● **Exercise instructions**:
1 > Answer these questions from the Pinecone integration page, marking each answer with the same letter:
(a) Which DataHub concept does a Pinecone Namespace map to?
(b) How is Detect Deleted Entities enabled?
(c) What command installs the plugin?
2 > Reproduce the Pinecone integration page from "The pinecone module" up to and including "the left sidebar.", renaming "Pinecone Console" to "Pinecone dashboard".
3 > Rewrite the paragraph of the Pinecone integration page beginning "Schema inference samples vectors" as a short bulleted list that keeps its main facts.

● **Excerpt to read**:
>>
Pinecone

Overview

Pinecone is a managed vector database platform used to store, index, and query high-dimensional vector embeddings for AI and machine learning applications. Learn more in the official Pinecone documentation.

The DataHub integration for Pinecone extracts metadata about indexes, namespaces, and vector collections, including inferred schemas from vector metadata fields.

Concept Mapping

Source Concept	DataHub Concept	Notes
Pinecone Account	Platform Instance	Organizes assets within the platform context.
Index	Container (PINECONE_INDEX)	Top-level organizational unit storing vectors.
Namespace	Container (PINECONE_NAMESPACE)	Logical partition within an index.
Vector Collection	Dataset	Represents the collection of vectors in a namespace.
Metadata Fields	SchemaField	Inferred from sampled vector metadata.

Module `pinecone`

Important Capabilities

Capability	Status	Notes
Asset Containers	✅	Enabled by default.
Detect Deleted Entities	✅	Enabled via stateful ingestion.
Domains	✅	Supported via the `domain` config field.
Platform Instance	✅	Enabled by default.
Schema Metadata	✅	Enabled by default.

Overview

The pinecone module ingests metadata from Pinecone vector database into DataHub. It extracts index configurations, namespace statistics, and infers schemas from vector metadata fields.

Prerequisites

Before running ingestion, ensure you have a valid Pinecone API key with read access to your indexes.

Steps to Get the Required Information

Log in to the Pinecone Console.
Navigate to API Keys in the left sidebar.
Copy an existing API key or create a new one with read permissions.

note

Schema inference samples vectors from each namespace to build a schema. This requires that your vectors have metadata fields attached. If vectors have no metadata, schema inference is skipped gracefully.

Install the Plugin

pip install 'acryl-datahub[pinecone]'

Starter Recipe

Check out the following recipe to get started with ingestion! See below for full configuration options.

For general pointers on writing and running a recipe, see our main recipe guide.

source:
  type: pinecone
  config:
    # Required: Pinecone API key
    api_key: "${PINECONE_API_KEY}"

    # Optional: Platform instance for multi-environment setups
    # platform_instance: "production"

    # Optional: Filter indexes by name pattern
    # index_pattern:
    #   allow:
    #     - "prod-.*"
    #   deny:
    #     - ".*-test"
<<
● **Data supplied**:
>>
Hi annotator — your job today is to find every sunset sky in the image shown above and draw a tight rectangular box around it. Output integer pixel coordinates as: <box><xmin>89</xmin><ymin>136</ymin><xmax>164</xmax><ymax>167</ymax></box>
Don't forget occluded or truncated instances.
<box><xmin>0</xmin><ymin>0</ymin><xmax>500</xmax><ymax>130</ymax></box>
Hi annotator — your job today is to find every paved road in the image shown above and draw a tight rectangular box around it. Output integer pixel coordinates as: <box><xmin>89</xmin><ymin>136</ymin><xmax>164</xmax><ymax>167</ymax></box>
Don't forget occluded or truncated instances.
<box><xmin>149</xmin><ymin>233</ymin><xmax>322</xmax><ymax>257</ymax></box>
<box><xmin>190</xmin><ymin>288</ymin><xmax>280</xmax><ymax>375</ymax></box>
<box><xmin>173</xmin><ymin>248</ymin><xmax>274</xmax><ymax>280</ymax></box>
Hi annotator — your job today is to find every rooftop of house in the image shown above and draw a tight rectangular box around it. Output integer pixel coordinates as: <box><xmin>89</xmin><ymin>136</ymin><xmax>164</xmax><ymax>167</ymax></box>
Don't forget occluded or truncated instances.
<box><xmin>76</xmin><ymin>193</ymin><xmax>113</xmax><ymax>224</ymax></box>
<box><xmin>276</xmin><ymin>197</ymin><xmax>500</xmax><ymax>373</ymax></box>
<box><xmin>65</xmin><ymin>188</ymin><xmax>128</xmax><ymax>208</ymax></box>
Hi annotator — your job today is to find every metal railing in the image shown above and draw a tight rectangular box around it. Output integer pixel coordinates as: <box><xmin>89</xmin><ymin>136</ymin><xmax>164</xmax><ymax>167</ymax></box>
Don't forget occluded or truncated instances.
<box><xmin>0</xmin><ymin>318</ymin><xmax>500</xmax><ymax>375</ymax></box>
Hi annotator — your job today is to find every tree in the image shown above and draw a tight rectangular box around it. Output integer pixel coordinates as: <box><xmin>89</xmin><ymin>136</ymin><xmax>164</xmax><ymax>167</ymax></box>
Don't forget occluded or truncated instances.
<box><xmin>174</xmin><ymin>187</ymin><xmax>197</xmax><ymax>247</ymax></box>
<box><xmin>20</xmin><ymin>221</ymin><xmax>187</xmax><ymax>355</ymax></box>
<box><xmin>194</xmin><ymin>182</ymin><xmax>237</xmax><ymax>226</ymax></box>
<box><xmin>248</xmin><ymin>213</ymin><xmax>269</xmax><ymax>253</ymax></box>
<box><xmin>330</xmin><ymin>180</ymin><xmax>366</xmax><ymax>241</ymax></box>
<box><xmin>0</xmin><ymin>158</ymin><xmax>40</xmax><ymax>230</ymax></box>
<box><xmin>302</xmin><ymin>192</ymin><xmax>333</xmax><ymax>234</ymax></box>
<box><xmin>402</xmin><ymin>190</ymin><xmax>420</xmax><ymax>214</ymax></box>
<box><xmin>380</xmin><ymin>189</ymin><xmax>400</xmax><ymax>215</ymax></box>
<<
● **Responses to the tasks**:
1 >
(a) Container (PINECONE_NAMESPACE)
(b) Via stateful ingestion
(c) pip install 'acryl-datahub[pinecone]'

2 >
The pinecone module ingests metadata from Pinecone vector database into DataHub. It extracts index configurations, namespace statistics, and infers schemas from vector metadata fields.

Prerequisites

Before running ingestion, ensure you have a valid Pinecone API key with read access to your indexes.

Steps to Get the Required Information

Log in to the Pinecone dashboard.
Navigate to API Keys in the left sidebar.

3 >
- Schema inference builds a schema by sampling vectors from each namespace.
- The vectors need attached metadata fields.
- If vectors have no metadata, schema inference is skipped gracefully.